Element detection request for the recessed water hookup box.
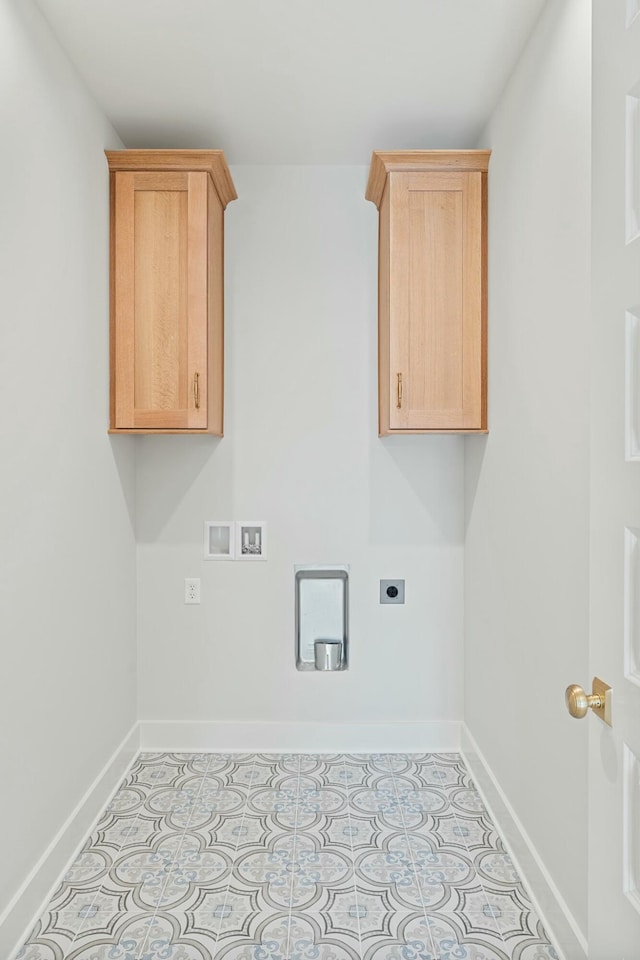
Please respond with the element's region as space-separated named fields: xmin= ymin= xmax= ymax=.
xmin=237 ymin=521 xmax=267 ymax=560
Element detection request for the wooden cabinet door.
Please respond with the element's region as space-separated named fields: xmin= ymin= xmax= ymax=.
xmin=112 ymin=170 xmax=208 ymax=430
xmin=388 ymin=170 xmax=484 ymax=431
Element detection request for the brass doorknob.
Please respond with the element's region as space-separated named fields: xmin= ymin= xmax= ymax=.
xmin=565 ymin=677 xmax=612 ymax=725
xmin=565 ymin=684 xmax=602 ymax=719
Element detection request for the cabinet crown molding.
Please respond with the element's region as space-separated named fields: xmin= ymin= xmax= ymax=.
xmin=365 ymin=150 xmax=491 ymax=210
xmin=105 ymin=149 xmax=237 ymax=209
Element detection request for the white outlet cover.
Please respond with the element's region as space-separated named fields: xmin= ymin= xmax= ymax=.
xmin=184 ymin=578 xmax=201 ymax=603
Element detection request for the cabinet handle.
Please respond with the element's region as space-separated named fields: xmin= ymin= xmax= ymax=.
xmin=194 ymin=372 xmax=200 ymax=409
xmin=397 ymin=373 xmax=403 ymax=409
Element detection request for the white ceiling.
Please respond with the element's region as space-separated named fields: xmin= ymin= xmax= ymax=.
xmin=35 ymin=0 xmax=547 ymax=164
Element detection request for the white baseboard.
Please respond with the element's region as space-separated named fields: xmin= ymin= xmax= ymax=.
xmin=139 ymin=720 xmax=461 ymax=753
xmin=3 ymin=723 xmax=140 ymax=960
xmin=460 ymin=724 xmax=587 ymax=960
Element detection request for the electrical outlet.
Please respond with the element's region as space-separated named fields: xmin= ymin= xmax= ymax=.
xmin=380 ymin=579 xmax=405 ymax=604
xmin=184 ymin=578 xmax=201 ymax=604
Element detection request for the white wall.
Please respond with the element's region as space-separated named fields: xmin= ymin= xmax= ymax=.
xmin=0 ymin=0 xmax=137 ymax=951
xmin=137 ymin=165 xmax=464 ymax=746
xmin=465 ymin=0 xmax=590 ymax=939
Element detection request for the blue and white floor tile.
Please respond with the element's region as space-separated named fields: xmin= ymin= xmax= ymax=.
xmin=15 ymin=753 xmax=559 ymax=960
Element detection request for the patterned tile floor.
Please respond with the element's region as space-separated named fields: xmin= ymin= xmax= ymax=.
xmin=15 ymin=753 xmax=559 ymax=960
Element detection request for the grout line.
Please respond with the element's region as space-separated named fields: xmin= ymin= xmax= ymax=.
xmin=341 ymin=755 xmax=363 ymax=960
xmin=210 ymin=754 xmax=256 ymax=960
xmin=285 ymin=753 xmax=302 ymax=959
xmin=385 ymin=753 xmax=440 ymax=960
xmin=135 ymin=754 xmax=214 ymax=960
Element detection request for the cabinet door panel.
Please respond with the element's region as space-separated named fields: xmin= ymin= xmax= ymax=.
xmin=389 ymin=171 xmax=483 ymax=431
xmin=133 ymin=184 xmax=188 ymax=413
xmin=113 ymin=170 xmax=208 ymax=430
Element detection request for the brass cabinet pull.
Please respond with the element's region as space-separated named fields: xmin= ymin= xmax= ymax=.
xmin=397 ymin=373 xmax=403 ymax=409
xmin=565 ymin=677 xmax=612 ymax=725
xmin=194 ymin=372 xmax=200 ymax=409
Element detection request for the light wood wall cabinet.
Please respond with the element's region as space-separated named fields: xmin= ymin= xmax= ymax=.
xmin=366 ymin=150 xmax=490 ymax=435
xmin=106 ymin=150 xmax=237 ymax=434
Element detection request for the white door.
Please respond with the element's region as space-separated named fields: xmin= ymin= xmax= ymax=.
xmin=588 ymin=1 xmax=640 ymax=955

────

Try it -
Identify the lines above with the word "floor". Copy them.

Answer to the problem -
Element detection request for the blue and white floor tile.
Element detection request for the patterned tile floor.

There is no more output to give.